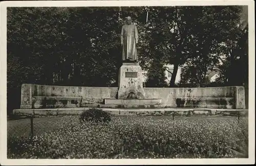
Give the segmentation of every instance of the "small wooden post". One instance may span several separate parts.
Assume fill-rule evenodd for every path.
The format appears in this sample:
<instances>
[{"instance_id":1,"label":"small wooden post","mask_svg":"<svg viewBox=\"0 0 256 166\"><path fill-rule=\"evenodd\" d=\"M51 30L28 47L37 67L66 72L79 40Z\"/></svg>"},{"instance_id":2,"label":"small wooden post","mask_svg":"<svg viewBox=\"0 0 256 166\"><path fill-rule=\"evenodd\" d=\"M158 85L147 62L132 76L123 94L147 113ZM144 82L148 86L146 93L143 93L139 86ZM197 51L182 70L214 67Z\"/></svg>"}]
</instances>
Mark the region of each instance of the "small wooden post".
<instances>
[{"instance_id":1,"label":"small wooden post","mask_svg":"<svg viewBox=\"0 0 256 166\"><path fill-rule=\"evenodd\" d=\"M30 130L31 130L31 140L33 139L33 137L34 136L34 125L33 125L33 115L31 115L30 116Z\"/></svg>"}]
</instances>

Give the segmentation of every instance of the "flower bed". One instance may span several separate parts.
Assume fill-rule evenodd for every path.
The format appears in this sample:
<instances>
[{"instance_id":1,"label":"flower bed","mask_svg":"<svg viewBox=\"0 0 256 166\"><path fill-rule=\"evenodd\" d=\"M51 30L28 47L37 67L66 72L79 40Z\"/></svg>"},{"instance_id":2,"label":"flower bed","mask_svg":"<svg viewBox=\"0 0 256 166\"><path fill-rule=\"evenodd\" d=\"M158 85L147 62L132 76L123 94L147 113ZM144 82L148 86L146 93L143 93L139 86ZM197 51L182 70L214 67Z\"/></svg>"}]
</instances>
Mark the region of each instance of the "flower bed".
<instances>
[{"instance_id":1,"label":"flower bed","mask_svg":"<svg viewBox=\"0 0 256 166\"><path fill-rule=\"evenodd\" d=\"M64 116L59 129L8 140L8 158L248 157L248 121L232 117L112 117L108 124Z\"/></svg>"}]
</instances>

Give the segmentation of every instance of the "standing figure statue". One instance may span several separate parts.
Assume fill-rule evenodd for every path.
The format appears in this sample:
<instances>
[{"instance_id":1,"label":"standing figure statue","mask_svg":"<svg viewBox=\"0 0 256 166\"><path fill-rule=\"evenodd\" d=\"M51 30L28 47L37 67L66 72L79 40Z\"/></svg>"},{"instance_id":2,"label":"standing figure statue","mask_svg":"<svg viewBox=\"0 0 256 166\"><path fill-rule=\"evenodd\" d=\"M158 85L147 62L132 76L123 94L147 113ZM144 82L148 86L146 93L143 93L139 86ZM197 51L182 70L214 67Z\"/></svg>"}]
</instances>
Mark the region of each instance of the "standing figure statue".
<instances>
[{"instance_id":1,"label":"standing figure statue","mask_svg":"<svg viewBox=\"0 0 256 166\"><path fill-rule=\"evenodd\" d=\"M122 59L125 62L137 62L138 29L135 25L132 24L131 17L127 17L126 21L127 23L123 26L121 31L121 44L123 46Z\"/></svg>"}]
</instances>

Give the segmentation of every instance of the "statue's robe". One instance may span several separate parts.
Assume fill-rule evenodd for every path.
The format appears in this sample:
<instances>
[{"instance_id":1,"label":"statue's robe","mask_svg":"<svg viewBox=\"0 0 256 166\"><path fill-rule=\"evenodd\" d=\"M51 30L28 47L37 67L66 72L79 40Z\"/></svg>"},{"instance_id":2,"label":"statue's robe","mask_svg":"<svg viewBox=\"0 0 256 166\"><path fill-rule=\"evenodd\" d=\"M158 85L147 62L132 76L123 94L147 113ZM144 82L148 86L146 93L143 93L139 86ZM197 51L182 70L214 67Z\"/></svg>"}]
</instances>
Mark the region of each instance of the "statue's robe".
<instances>
[{"instance_id":1,"label":"statue's robe","mask_svg":"<svg viewBox=\"0 0 256 166\"><path fill-rule=\"evenodd\" d=\"M122 59L137 61L136 41L138 38L138 29L135 25L124 25L121 31L121 40L123 43Z\"/></svg>"}]
</instances>

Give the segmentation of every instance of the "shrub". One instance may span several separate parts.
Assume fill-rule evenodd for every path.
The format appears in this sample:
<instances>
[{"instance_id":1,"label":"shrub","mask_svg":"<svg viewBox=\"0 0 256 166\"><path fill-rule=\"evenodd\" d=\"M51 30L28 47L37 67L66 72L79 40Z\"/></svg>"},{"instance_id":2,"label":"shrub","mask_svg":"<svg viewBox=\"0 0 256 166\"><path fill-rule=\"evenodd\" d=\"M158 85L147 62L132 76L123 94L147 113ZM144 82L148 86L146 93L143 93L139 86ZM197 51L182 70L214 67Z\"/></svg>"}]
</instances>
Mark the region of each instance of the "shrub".
<instances>
[{"instance_id":1,"label":"shrub","mask_svg":"<svg viewBox=\"0 0 256 166\"><path fill-rule=\"evenodd\" d=\"M110 113L96 108L86 110L80 115L80 121L82 122L105 123L109 122L111 120L111 115Z\"/></svg>"}]
</instances>

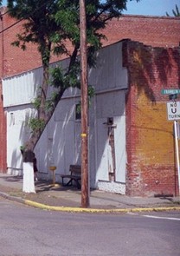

#####

Pull out each line of the material above that contains the word "shrub", and list those lines unchanged.

### Written solution
Give the segmentation of every instance of the "shrub". One instance may span several separate parts.
[{"instance_id":1,"label":"shrub","mask_svg":"<svg viewBox=\"0 0 256 166\"><path fill-rule=\"evenodd\" d=\"M51 30L28 47L37 67L66 72L79 40Z\"/></svg>"},{"instance_id":2,"label":"shrub","mask_svg":"<svg viewBox=\"0 0 256 166\"><path fill-rule=\"evenodd\" d=\"M158 85L147 62L132 76L123 94L147 113ZM144 82L148 86L146 93L143 93L139 86ZM197 51L182 70L214 67Z\"/></svg>"}]
Mark the region of each instance of the "shrub".
[{"instance_id":1,"label":"shrub","mask_svg":"<svg viewBox=\"0 0 256 166\"><path fill-rule=\"evenodd\" d=\"M110 113L96 108L86 110L80 115L80 121L82 122L105 123L109 122L111 120L111 115Z\"/></svg>"}]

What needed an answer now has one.